**WORK TO COMPLETE**
Write out exactly the lines below that run from the line containing "out the charred" through the last line of the records.

::::::::

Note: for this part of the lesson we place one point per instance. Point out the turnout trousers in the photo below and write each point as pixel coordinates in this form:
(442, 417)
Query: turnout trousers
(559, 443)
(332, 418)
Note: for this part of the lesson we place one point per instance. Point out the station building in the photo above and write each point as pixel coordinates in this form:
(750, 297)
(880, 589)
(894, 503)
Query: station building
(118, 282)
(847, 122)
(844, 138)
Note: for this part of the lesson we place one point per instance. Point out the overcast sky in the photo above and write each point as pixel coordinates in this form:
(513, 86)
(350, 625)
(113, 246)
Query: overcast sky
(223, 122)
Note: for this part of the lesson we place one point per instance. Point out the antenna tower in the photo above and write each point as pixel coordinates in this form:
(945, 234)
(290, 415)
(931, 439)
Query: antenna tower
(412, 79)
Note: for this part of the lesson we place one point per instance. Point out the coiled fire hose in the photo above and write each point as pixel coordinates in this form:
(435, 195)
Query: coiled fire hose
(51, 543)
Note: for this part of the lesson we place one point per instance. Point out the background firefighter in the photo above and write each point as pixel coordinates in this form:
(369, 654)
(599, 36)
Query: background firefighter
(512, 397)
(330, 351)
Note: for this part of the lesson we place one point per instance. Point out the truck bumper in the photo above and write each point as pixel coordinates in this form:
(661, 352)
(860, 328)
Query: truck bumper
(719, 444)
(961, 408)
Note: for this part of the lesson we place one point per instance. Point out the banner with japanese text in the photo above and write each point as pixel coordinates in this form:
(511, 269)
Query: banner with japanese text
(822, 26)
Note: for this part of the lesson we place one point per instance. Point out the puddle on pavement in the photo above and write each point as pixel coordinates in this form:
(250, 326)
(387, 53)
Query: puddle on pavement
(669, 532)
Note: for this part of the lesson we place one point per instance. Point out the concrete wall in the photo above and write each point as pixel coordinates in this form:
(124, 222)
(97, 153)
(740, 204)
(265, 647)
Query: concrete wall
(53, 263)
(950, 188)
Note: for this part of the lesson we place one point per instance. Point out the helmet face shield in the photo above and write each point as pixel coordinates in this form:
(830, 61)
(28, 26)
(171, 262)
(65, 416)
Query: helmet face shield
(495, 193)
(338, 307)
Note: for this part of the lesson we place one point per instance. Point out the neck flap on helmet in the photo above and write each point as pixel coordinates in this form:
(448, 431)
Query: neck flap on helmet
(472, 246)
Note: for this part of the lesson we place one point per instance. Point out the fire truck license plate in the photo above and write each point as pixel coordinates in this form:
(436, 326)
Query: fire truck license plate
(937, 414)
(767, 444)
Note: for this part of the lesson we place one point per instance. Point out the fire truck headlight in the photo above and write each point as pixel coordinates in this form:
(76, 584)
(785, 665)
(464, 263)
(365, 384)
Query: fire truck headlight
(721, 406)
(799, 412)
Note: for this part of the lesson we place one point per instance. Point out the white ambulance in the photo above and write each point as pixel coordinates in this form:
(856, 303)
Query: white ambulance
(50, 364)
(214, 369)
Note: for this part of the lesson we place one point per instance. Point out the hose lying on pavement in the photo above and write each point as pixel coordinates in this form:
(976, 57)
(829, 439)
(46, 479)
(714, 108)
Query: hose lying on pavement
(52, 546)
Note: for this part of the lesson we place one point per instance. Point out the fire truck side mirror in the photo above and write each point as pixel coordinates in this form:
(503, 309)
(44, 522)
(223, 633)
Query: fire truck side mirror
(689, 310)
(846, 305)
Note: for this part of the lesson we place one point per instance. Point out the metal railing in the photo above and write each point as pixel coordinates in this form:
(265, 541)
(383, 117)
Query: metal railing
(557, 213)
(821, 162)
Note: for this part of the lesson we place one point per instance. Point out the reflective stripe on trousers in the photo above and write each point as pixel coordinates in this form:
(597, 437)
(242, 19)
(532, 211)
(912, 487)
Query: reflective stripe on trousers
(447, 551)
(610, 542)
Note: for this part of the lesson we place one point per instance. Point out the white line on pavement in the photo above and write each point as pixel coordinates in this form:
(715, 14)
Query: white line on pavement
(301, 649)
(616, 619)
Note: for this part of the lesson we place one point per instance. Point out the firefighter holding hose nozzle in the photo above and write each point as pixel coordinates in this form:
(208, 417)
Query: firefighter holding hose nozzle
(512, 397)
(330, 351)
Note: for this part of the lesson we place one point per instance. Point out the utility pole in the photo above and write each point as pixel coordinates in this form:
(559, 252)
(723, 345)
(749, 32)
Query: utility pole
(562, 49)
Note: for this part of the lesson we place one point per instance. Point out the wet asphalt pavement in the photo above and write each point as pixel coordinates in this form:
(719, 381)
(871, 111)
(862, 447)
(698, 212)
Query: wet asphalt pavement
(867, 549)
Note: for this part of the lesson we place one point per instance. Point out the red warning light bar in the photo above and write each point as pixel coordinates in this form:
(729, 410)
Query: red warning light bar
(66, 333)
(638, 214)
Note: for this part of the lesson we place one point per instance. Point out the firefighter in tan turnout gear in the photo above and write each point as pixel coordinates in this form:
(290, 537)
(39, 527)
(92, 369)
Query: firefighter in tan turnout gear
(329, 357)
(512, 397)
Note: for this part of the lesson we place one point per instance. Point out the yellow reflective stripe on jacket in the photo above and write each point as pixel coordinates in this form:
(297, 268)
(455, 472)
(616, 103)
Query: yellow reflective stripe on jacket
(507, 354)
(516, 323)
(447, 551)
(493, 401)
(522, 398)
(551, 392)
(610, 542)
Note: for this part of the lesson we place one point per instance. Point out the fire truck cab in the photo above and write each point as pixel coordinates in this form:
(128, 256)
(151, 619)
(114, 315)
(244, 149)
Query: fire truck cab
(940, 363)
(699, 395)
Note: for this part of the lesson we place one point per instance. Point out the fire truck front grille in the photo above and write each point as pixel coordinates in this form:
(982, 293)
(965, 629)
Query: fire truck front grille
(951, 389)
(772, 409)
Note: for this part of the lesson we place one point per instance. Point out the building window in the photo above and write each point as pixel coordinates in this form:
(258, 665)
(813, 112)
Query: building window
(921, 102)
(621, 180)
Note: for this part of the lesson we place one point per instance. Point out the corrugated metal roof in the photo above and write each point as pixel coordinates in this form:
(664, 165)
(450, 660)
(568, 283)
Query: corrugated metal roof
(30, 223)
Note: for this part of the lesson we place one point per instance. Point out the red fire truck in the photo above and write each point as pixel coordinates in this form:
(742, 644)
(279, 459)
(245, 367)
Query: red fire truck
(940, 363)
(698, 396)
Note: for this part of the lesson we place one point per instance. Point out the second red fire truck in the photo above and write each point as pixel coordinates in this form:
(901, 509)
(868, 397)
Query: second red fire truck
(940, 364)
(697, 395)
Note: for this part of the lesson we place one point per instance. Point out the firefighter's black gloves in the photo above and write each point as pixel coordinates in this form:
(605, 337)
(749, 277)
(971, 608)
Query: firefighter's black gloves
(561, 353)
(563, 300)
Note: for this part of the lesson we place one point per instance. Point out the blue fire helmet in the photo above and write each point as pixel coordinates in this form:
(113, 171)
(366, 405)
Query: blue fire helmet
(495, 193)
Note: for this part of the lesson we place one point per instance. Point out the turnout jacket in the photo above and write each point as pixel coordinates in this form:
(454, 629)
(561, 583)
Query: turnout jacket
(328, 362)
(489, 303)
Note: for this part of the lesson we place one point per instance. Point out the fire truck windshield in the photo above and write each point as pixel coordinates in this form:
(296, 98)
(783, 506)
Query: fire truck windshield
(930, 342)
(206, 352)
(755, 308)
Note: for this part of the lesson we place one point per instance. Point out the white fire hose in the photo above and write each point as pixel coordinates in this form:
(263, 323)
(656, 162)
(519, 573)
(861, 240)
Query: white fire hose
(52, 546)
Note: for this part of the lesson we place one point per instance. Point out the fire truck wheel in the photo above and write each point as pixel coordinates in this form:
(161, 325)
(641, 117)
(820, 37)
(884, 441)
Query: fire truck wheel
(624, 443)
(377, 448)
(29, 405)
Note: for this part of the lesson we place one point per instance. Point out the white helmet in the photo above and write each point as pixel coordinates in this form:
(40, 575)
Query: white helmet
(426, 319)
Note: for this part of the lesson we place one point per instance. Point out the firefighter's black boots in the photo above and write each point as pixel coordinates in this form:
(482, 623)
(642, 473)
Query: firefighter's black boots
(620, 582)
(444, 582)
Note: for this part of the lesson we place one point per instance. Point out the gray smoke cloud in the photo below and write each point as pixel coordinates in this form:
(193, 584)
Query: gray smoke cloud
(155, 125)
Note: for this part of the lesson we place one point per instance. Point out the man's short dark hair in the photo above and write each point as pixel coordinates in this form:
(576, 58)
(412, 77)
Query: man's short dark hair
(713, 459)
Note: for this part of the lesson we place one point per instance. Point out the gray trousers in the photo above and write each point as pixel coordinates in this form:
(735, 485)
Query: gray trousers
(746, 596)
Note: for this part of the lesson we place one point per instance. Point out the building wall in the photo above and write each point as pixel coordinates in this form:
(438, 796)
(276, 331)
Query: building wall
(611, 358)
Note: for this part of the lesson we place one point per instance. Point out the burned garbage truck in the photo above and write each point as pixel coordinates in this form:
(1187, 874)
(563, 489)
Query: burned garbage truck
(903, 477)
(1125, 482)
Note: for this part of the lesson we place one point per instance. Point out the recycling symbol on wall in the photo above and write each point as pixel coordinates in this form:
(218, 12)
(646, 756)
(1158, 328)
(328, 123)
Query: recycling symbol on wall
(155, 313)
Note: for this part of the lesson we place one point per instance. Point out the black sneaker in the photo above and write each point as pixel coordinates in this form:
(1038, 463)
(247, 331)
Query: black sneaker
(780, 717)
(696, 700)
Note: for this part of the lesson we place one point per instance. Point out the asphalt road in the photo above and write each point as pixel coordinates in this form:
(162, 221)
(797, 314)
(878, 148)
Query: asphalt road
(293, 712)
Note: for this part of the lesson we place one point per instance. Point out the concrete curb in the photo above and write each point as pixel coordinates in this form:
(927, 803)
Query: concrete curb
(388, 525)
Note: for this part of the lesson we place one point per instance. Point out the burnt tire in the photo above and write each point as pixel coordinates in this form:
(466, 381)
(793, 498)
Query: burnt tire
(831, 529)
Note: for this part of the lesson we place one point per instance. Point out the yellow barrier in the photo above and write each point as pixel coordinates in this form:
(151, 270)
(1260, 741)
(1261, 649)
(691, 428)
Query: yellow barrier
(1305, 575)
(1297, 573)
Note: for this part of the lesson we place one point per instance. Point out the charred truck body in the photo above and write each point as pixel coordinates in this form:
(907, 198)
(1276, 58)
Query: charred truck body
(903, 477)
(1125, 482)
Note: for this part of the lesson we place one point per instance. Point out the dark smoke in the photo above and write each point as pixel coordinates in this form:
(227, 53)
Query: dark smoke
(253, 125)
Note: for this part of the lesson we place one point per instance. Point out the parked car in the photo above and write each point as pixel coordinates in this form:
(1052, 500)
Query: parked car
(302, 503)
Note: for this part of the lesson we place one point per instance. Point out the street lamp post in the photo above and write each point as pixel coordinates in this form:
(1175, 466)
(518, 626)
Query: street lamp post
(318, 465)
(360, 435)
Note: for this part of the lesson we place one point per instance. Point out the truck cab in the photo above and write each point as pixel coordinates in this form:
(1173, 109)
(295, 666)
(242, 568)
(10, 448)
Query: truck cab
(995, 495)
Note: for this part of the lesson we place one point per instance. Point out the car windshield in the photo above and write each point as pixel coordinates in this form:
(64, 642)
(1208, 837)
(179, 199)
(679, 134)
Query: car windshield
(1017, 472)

::::::::

**TASK RESPONSE**
Note: for this part of the lesson we place one point per instance. Point out the charred truck body in the photo above and write each point as pixel coordinates in this form:
(907, 198)
(1276, 58)
Query: charred truck body
(903, 477)
(1125, 482)
Note: for this part of the lesson we place one point per instance. Point out the dark smoke in the photo above and write each point as pixel coordinates in this form:
(227, 53)
Query: dark smoke
(253, 125)
Note: for this part of the lesson we place one point per instance. Point out the parked car in the photo above and write each point as pixel coordinates in this form:
(1052, 500)
Query: parked car
(302, 503)
Note: for this part of the lesson we place one point per instance. Point out the street lamp post in the photo above and write each point as pixel coordinates in this form:
(1175, 466)
(518, 626)
Query: street lamp post
(318, 465)
(360, 435)
Note: for this part of the lesson we place one point per instance. Point out the truck cab in the photo above and write each point as pixel coordinates in this form:
(1173, 109)
(295, 666)
(242, 568)
(10, 448)
Query: truck cab
(995, 495)
Note: for this part of the lesson we place one point per instance. Point out the car windshield in the photo above and write each point as pixel coordinates in this form:
(64, 642)
(1208, 837)
(179, 199)
(679, 134)
Query: car windshield
(1017, 472)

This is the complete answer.